| STATED GOAL |
Count the lines below that contain the word "Locate". Give only the number.
>>>
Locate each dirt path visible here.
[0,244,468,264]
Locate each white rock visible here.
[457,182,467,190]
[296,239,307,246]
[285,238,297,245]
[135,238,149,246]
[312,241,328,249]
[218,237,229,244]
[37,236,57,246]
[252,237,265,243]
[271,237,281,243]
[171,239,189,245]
<<<
| OUTPUT OF THE TASK |
2